▸ EXERCISE REQUIREMENTS
Which of the lines below contain the string "license"? Pull each one out of the data.

▸ Stored data entries
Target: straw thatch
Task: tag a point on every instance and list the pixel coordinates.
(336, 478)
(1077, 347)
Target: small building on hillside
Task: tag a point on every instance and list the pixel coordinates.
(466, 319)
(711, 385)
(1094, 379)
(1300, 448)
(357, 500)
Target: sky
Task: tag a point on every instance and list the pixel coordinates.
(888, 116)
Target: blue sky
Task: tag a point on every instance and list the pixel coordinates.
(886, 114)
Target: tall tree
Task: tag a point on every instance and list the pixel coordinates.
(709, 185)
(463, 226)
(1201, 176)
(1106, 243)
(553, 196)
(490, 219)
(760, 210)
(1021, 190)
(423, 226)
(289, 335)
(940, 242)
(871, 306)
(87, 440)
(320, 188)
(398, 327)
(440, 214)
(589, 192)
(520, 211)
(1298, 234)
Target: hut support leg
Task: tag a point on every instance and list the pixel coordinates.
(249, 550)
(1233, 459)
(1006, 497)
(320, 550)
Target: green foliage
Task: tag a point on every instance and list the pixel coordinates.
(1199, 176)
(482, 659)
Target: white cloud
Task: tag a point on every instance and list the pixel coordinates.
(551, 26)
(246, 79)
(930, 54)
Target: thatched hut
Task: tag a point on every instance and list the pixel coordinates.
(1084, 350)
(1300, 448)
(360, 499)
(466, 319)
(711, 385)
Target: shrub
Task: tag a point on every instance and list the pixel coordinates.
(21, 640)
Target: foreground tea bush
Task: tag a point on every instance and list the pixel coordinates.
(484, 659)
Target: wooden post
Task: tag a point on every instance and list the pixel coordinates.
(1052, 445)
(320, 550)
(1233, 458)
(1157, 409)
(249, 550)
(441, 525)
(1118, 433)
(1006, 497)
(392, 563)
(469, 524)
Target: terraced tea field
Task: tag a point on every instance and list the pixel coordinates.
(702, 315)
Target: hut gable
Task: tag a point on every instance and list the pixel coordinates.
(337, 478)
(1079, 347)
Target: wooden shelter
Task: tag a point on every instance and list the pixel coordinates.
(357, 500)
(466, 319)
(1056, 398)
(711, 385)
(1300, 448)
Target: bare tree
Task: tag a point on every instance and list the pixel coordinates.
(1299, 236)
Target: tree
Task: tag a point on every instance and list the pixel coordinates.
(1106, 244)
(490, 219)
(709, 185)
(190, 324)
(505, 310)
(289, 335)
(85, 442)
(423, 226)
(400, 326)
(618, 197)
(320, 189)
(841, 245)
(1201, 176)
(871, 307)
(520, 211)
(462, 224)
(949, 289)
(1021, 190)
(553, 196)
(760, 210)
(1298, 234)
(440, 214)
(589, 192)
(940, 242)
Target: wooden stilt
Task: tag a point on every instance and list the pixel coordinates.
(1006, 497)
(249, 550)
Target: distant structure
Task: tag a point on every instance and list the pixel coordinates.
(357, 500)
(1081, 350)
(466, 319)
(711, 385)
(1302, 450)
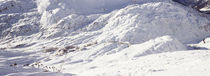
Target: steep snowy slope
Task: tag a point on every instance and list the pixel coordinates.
(102, 37)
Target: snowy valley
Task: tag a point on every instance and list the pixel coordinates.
(104, 38)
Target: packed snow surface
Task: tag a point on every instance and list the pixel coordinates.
(103, 37)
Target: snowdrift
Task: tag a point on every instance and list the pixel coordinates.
(101, 34)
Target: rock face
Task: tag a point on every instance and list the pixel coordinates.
(201, 5)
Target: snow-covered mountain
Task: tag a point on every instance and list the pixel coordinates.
(104, 37)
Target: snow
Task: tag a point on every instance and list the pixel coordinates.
(103, 37)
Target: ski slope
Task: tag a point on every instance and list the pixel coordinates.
(103, 37)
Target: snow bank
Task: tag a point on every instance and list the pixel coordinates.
(139, 23)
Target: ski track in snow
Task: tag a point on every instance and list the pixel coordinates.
(103, 37)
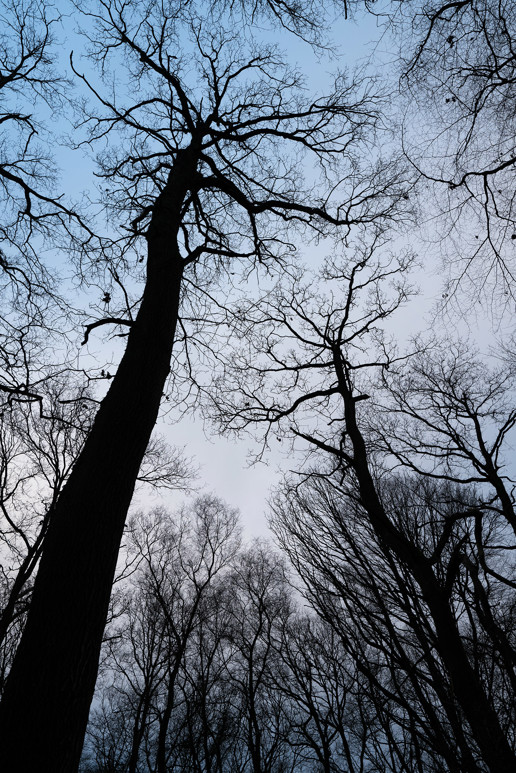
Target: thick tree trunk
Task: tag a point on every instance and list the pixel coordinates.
(468, 690)
(44, 711)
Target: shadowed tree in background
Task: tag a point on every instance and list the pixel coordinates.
(205, 172)
(458, 69)
(430, 564)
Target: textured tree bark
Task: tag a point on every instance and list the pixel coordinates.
(44, 710)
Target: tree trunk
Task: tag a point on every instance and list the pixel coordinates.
(44, 710)
(468, 690)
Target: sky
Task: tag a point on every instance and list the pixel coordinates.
(223, 464)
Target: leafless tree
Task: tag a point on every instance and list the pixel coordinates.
(320, 379)
(205, 174)
(458, 66)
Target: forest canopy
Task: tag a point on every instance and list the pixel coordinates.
(228, 211)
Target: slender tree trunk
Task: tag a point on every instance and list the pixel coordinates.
(469, 693)
(44, 710)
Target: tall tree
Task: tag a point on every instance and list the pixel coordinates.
(206, 173)
(317, 351)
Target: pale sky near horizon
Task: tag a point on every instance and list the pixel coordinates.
(223, 463)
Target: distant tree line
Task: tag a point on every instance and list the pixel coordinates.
(389, 644)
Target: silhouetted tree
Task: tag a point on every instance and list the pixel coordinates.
(206, 172)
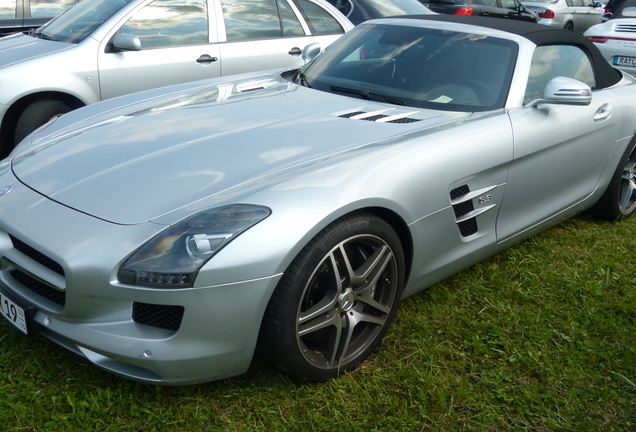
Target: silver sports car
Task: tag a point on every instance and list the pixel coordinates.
(163, 235)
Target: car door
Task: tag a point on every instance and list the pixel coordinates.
(275, 39)
(560, 151)
(176, 47)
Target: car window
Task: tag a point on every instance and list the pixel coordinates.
(49, 8)
(629, 12)
(81, 20)
(169, 23)
(552, 61)
(251, 19)
(427, 68)
(320, 22)
(291, 25)
(7, 8)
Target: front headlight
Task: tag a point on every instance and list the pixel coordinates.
(173, 258)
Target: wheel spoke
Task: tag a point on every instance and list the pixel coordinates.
(326, 303)
(376, 265)
(319, 323)
(628, 193)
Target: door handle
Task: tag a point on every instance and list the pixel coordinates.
(206, 59)
(603, 113)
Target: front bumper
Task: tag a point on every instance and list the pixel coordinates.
(61, 265)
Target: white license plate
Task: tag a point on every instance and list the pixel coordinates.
(13, 313)
(625, 61)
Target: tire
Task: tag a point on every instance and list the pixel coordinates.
(619, 199)
(336, 300)
(37, 114)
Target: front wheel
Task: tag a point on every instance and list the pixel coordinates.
(37, 114)
(336, 300)
(619, 200)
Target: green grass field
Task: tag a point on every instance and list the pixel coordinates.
(541, 337)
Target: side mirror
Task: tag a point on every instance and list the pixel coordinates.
(311, 51)
(123, 42)
(564, 91)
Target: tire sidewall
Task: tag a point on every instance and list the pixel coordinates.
(294, 284)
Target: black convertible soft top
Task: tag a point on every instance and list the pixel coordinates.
(539, 34)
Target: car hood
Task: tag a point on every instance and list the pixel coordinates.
(136, 163)
(20, 47)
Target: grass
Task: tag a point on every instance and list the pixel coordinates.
(541, 337)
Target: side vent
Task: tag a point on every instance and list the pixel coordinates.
(467, 227)
(465, 212)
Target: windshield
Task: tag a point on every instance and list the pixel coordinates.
(77, 23)
(420, 67)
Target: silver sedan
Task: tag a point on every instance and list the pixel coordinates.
(101, 49)
(163, 235)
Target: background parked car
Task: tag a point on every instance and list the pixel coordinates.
(511, 9)
(361, 10)
(577, 15)
(23, 15)
(136, 45)
(616, 38)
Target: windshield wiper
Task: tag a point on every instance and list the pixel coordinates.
(302, 79)
(366, 94)
(37, 34)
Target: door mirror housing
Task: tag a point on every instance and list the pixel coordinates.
(311, 51)
(564, 91)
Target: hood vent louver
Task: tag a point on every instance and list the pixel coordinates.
(381, 116)
(626, 28)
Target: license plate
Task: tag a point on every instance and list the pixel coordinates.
(625, 61)
(14, 313)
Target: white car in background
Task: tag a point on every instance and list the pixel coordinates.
(616, 38)
(576, 15)
(100, 49)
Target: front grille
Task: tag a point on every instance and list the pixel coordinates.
(160, 316)
(41, 289)
(36, 256)
(32, 283)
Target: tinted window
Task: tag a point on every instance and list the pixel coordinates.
(557, 60)
(49, 8)
(320, 22)
(167, 23)
(370, 9)
(251, 19)
(7, 8)
(416, 67)
(81, 20)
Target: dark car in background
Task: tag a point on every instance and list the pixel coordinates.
(23, 15)
(362, 10)
(510, 9)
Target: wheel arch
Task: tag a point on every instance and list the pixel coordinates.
(10, 119)
(402, 230)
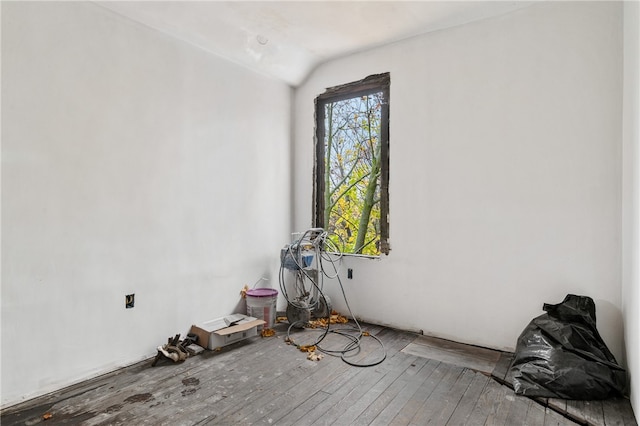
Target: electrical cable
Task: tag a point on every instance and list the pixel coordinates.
(320, 243)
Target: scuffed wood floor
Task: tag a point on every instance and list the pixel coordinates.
(266, 381)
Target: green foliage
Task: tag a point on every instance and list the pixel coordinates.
(352, 173)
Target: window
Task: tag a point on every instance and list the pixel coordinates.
(351, 185)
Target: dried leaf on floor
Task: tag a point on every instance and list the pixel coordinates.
(268, 332)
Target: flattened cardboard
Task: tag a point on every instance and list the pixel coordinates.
(215, 333)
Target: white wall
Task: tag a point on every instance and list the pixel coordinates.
(131, 163)
(631, 197)
(505, 165)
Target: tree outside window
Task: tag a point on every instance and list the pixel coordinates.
(352, 162)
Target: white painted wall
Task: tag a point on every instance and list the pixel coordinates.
(131, 163)
(631, 197)
(505, 189)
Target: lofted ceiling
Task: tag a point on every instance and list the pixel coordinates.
(288, 39)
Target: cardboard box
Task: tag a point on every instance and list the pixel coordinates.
(216, 333)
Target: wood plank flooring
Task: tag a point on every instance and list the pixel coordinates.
(265, 381)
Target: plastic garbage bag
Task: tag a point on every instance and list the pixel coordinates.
(560, 354)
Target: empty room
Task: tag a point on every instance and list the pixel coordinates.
(416, 209)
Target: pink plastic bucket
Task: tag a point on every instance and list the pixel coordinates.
(261, 304)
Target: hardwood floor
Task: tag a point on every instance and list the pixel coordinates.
(267, 381)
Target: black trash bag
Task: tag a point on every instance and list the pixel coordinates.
(560, 354)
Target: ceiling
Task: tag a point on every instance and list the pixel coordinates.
(288, 39)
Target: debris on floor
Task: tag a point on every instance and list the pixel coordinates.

▸ TASK SOLUTION
Target: white license plate
Target: license plate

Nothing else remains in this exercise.